__SHORT EXERCISE__.
Copy out each line in the records below that contains the word "molding". Case matters.

__RECORDS FOR THIS TASK__.
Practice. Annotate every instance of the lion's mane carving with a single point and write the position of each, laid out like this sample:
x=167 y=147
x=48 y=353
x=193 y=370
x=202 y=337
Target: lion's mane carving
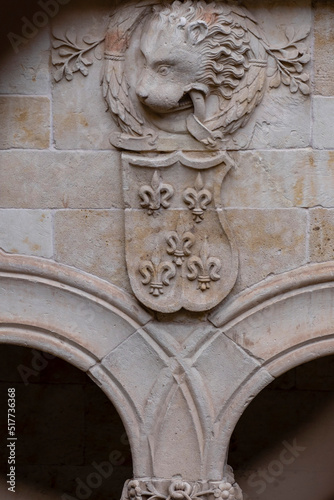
x=223 y=50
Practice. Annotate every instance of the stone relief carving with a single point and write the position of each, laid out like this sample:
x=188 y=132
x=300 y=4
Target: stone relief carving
x=182 y=77
x=156 y=195
x=198 y=199
x=180 y=253
x=185 y=75
x=177 y=489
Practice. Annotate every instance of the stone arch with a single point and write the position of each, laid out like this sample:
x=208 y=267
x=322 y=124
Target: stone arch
x=282 y=322
x=79 y=318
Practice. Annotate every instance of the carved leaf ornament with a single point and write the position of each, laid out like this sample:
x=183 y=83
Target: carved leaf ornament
x=181 y=490
x=235 y=66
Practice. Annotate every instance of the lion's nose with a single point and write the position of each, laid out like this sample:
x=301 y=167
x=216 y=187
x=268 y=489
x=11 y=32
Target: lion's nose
x=142 y=93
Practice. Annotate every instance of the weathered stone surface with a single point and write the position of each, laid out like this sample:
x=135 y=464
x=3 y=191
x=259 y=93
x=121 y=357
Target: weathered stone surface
x=80 y=120
x=282 y=121
x=25 y=122
x=26 y=69
x=28 y=232
x=323 y=109
x=60 y=179
x=321 y=235
x=92 y=240
x=269 y=241
x=323 y=47
x=280 y=179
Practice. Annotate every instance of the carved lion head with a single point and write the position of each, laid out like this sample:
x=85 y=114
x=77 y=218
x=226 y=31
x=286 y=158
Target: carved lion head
x=192 y=50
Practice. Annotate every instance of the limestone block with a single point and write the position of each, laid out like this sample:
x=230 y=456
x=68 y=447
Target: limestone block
x=280 y=179
x=323 y=47
x=281 y=121
x=40 y=179
x=92 y=240
x=223 y=380
x=26 y=69
x=25 y=122
x=138 y=375
x=272 y=331
x=323 y=109
x=321 y=235
x=28 y=232
x=269 y=241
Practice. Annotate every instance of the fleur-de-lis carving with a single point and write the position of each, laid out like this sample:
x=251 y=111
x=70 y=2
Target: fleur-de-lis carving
x=197 y=199
x=204 y=268
x=156 y=195
x=157 y=274
x=179 y=246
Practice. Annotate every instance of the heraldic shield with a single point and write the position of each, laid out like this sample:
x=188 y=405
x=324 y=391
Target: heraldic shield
x=180 y=252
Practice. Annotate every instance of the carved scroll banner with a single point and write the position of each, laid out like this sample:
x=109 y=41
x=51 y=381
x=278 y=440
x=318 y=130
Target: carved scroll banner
x=179 y=249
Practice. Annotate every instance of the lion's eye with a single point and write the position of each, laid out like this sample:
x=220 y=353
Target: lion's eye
x=163 y=70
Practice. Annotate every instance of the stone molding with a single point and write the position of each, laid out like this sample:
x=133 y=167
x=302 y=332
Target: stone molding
x=79 y=318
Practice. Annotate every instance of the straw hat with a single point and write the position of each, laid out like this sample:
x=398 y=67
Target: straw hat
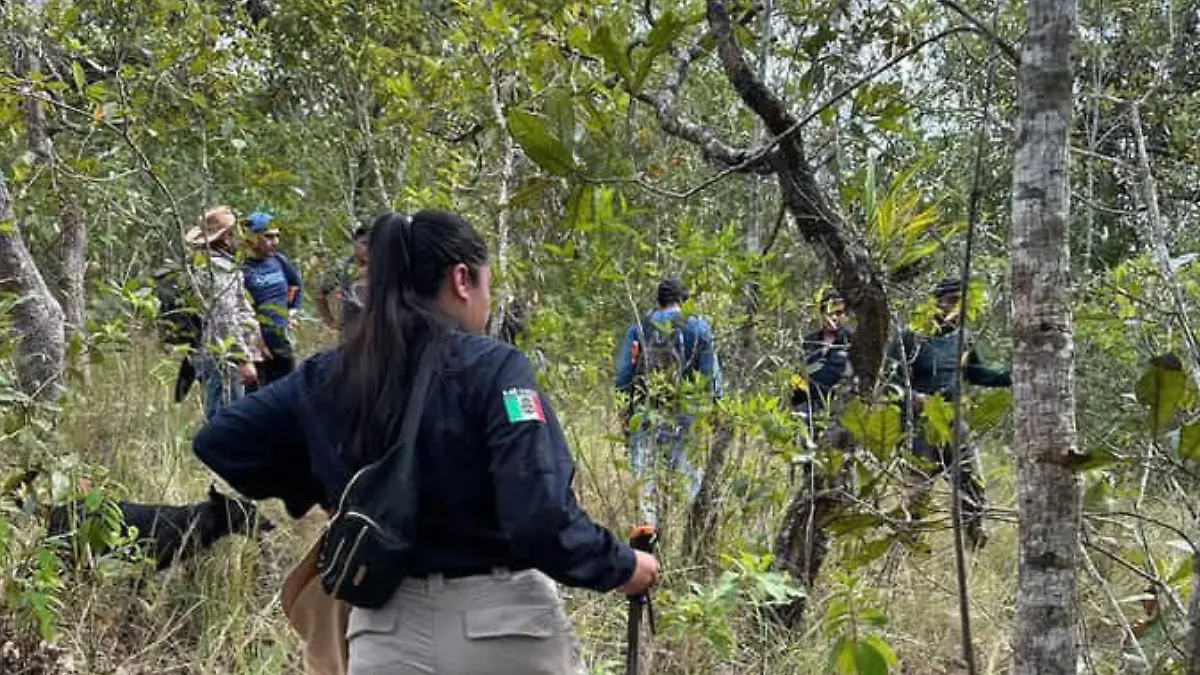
x=216 y=222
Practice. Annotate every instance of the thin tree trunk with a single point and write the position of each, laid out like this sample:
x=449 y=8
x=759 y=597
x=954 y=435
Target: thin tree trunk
x=73 y=261
x=1194 y=621
x=1047 y=631
x=503 y=205
x=1155 y=238
x=36 y=315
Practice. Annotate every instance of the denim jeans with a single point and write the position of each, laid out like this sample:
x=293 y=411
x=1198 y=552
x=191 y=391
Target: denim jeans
x=222 y=384
x=652 y=443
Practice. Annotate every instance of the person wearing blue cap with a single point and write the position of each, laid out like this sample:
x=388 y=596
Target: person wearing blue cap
x=927 y=365
x=274 y=285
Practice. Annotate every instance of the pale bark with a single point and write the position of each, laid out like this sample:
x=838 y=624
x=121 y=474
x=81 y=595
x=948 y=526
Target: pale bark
x=503 y=202
x=1194 y=621
x=73 y=258
x=1155 y=238
x=36 y=317
x=1047 y=632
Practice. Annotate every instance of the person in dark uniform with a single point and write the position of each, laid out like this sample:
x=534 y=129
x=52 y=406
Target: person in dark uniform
x=497 y=518
x=826 y=357
x=923 y=366
x=347 y=284
x=821 y=493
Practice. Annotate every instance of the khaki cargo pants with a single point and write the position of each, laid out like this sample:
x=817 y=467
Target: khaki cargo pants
x=503 y=623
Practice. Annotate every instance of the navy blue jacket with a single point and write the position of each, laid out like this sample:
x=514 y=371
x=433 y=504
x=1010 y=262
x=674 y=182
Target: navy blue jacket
x=493 y=465
x=268 y=281
x=826 y=365
x=931 y=363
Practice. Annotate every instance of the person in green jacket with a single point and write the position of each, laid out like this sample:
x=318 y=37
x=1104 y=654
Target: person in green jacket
x=924 y=366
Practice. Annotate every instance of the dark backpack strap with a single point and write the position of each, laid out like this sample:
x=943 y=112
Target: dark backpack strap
x=402 y=454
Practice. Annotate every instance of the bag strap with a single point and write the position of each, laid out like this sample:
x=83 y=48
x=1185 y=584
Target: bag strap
x=402 y=453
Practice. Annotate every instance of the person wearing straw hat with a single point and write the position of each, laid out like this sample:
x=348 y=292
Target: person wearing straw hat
x=229 y=339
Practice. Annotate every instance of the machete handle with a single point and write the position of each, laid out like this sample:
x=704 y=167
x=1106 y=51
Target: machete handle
x=643 y=538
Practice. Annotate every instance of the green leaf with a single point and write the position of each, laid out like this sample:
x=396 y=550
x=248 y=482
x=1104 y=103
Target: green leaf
x=869 y=661
x=540 y=144
x=78 y=75
x=989 y=408
x=841 y=657
x=939 y=416
x=1189 y=442
x=561 y=109
x=605 y=45
x=877 y=428
x=885 y=650
x=665 y=31
x=1164 y=389
x=1183 y=572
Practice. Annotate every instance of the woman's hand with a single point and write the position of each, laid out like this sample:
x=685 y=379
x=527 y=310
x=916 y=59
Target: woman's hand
x=646 y=574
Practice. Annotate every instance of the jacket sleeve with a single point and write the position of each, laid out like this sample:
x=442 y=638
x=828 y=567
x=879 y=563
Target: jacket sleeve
x=533 y=471
x=257 y=447
x=978 y=372
x=624 y=365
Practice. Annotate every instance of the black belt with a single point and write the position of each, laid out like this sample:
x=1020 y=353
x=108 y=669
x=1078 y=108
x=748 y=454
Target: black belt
x=468 y=572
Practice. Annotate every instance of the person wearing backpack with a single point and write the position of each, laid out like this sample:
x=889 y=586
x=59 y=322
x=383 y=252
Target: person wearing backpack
x=347 y=284
x=663 y=357
x=493 y=517
x=274 y=286
x=924 y=366
x=229 y=334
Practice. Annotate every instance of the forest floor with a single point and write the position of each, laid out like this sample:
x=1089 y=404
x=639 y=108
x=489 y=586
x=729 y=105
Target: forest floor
x=220 y=613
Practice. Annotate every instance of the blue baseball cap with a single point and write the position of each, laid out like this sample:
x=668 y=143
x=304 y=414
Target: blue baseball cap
x=261 y=222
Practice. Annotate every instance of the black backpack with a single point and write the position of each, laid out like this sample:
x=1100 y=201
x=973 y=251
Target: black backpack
x=369 y=545
x=179 y=311
x=661 y=356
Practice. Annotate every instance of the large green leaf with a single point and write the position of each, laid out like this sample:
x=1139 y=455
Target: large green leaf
x=989 y=408
x=613 y=54
x=664 y=33
x=1164 y=389
x=544 y=148
x=877 y=428
x=869 y=661
x=939 y=414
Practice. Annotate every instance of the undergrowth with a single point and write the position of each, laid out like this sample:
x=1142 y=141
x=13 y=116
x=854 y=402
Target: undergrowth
x=123 y=437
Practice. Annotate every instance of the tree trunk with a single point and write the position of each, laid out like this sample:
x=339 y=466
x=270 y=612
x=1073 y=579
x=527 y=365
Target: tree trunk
x=73 y=261
x=503 y=202
x=36 y=316
x=1045 y=639
x=1155 y=239
x=1194 y=621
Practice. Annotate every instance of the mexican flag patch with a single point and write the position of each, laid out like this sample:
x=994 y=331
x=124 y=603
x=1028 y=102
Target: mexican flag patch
x=523 y=405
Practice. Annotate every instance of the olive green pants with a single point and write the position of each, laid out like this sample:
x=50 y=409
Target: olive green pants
x=510 y=623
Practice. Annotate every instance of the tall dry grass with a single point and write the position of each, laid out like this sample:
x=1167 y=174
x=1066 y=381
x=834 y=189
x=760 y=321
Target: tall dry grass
x=220 y=613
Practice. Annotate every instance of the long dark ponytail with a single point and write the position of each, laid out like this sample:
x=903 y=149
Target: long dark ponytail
x=409 y=258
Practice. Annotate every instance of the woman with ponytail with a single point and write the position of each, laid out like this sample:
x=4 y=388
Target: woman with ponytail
x=497 y=519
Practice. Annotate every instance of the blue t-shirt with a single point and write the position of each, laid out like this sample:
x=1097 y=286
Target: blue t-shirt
x=268 y=281
x=699 y=347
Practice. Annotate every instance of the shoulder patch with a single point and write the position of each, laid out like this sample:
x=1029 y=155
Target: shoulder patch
x=523 y=405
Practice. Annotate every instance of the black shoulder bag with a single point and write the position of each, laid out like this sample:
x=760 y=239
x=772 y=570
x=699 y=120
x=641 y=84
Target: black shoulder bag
x=367 y=548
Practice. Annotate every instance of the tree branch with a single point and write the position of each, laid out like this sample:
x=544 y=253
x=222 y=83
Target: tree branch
x=984 y=30
x=853 y=272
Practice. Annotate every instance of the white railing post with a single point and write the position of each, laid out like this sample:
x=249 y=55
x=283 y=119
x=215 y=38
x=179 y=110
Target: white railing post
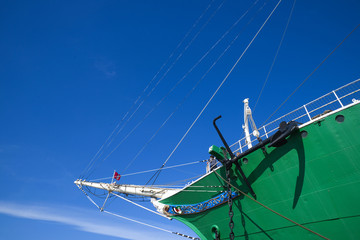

__IN RESPONSE__.
Practice. Annotate every instance of the stone molding with a single point and write the position of each, laid out like this sample:
Target: stone molding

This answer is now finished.